Action item
Identify and pull out each line of the entries in which "story" occurs.

Records provided
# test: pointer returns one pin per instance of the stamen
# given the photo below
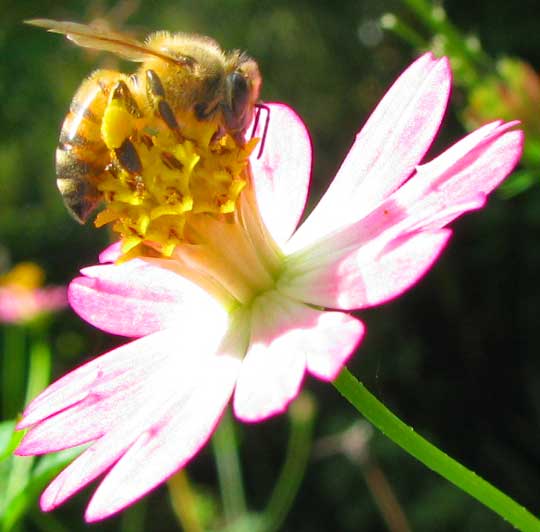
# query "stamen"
(159, 182)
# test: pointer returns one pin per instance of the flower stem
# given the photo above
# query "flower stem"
(13, 370)
(229, 472)
(302, 414)
(404, 436)
(184, 502)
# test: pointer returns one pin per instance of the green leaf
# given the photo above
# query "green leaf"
(46, 468)
(9, 439)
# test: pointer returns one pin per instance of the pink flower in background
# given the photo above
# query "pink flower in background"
(23, 299)
(250, 331)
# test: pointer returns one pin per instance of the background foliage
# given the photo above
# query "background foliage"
(457, 357)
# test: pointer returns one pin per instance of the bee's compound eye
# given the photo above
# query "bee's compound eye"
(239, 92)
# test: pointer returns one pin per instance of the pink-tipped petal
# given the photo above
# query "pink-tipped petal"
(359, 279)
(471, 168)
(169, 443)
(138, 298)
(386, 151)
(121, 368)
(332, 342)
(281, 174)
(286, 337)
(162, 390)
(111, 253)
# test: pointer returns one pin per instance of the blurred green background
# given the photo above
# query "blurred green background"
(456, 357)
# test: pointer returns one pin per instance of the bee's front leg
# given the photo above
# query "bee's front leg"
(122, 100)
(156, 97)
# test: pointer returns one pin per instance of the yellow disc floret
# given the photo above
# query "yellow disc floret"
(175, 176)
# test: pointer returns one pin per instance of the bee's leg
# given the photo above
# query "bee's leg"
(156, 96)
(126, 154)
(121, 94)
(128, 157)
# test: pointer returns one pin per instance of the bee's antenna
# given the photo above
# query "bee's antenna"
(260, 107)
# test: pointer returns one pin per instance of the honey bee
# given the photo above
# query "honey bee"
(180, 73)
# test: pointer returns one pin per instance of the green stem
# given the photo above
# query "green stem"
(404, 436)
(225, 449)
(13, 370)
(184, 502)
(39, 366)
(302, 414)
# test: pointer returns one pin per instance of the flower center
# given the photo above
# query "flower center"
(160, 180)
(186, 199)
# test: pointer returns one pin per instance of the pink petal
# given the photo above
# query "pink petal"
(172, 440)
(471, 168)
(121, 368)
(332, 342)
(286, 338)
(376, 258)
(281, 175)
(111, 398)
(386, 151)
(138, 298)
(359, 279)
(177, 382)
(111, 253)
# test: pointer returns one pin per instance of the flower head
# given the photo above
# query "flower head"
(243, 305)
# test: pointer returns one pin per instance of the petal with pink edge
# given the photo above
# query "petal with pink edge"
(111, 253)
(359, 279)
(176, 435)
(472, 167)
(281, 174)
(386, 151)
(120, 369)
(286, 338)
(138, 298)
(163, 390)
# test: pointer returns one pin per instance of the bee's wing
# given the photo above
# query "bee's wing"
(100, 37)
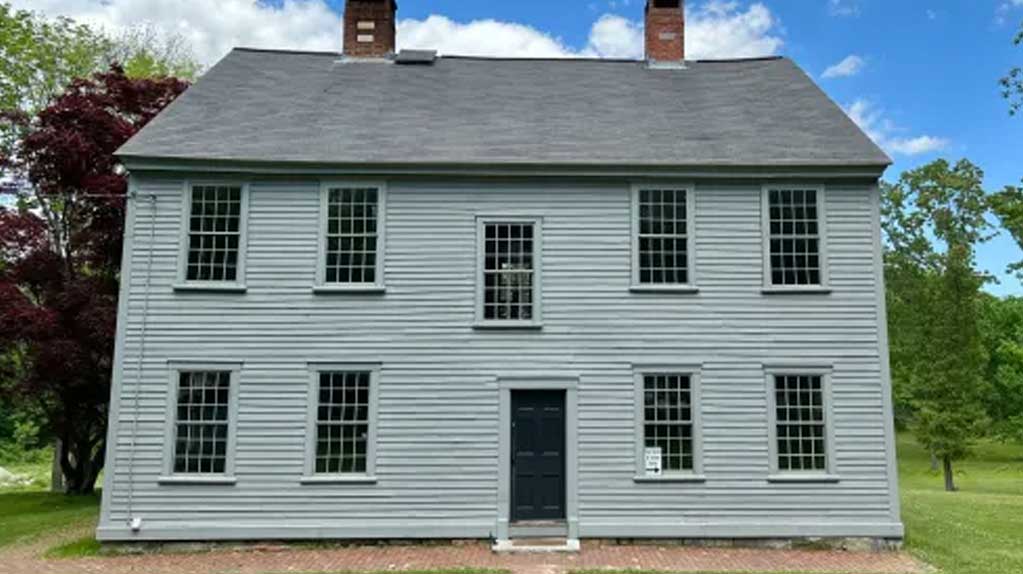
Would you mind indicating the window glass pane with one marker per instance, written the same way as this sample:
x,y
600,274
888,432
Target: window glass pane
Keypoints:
x,y
202,426
801,427
507,271
663,244
794,237
351,235
214,232
343,423
668,420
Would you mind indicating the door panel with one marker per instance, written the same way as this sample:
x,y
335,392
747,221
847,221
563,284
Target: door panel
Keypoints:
x,y
537,455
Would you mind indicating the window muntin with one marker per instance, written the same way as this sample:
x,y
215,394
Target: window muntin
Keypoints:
x,y
668,421
203,422
352,254
795,238
342,423
214,240
801,431
509,253
662,236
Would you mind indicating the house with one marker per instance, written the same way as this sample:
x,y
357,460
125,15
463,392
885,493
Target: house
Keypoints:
x,y
379,296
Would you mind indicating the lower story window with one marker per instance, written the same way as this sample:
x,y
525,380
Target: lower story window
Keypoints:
x,y
343,423
801,429
202,425
668,420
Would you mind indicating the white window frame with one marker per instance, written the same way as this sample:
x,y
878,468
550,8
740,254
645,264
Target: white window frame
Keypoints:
x,y
691,224
310,476
768,287
825,372
696,394
238,284
481,222
175,368
379,284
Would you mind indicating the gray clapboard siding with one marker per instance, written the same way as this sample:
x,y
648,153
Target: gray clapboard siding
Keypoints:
x,y
437,464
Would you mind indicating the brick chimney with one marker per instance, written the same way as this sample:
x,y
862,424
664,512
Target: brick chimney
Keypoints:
x,y
369,28
666,31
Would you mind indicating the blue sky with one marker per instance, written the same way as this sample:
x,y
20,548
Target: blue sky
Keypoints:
x,y
921,77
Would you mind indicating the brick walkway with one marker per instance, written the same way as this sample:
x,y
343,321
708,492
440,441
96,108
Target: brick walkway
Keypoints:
x,y
283,560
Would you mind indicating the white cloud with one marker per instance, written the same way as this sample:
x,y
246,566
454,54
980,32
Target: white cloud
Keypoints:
x,y
714,29
843,7
851,65
885,133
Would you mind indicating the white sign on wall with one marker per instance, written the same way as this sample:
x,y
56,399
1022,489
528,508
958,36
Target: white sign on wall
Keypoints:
x,y
652,461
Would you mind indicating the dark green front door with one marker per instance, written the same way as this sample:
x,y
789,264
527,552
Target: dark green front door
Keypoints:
x,y
537,455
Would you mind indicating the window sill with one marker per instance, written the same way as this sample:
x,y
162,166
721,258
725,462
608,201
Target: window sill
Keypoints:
x,y
803,478
359,479
670,478
816,290
211,288
507,325
198,480
668,290
349,290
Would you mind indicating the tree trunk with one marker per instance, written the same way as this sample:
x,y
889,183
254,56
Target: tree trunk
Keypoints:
x,y
56,474
949,480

Response area
Would you mind indicating the lower story window with one marker per instance, written the same way as this sample:
Target: lower story window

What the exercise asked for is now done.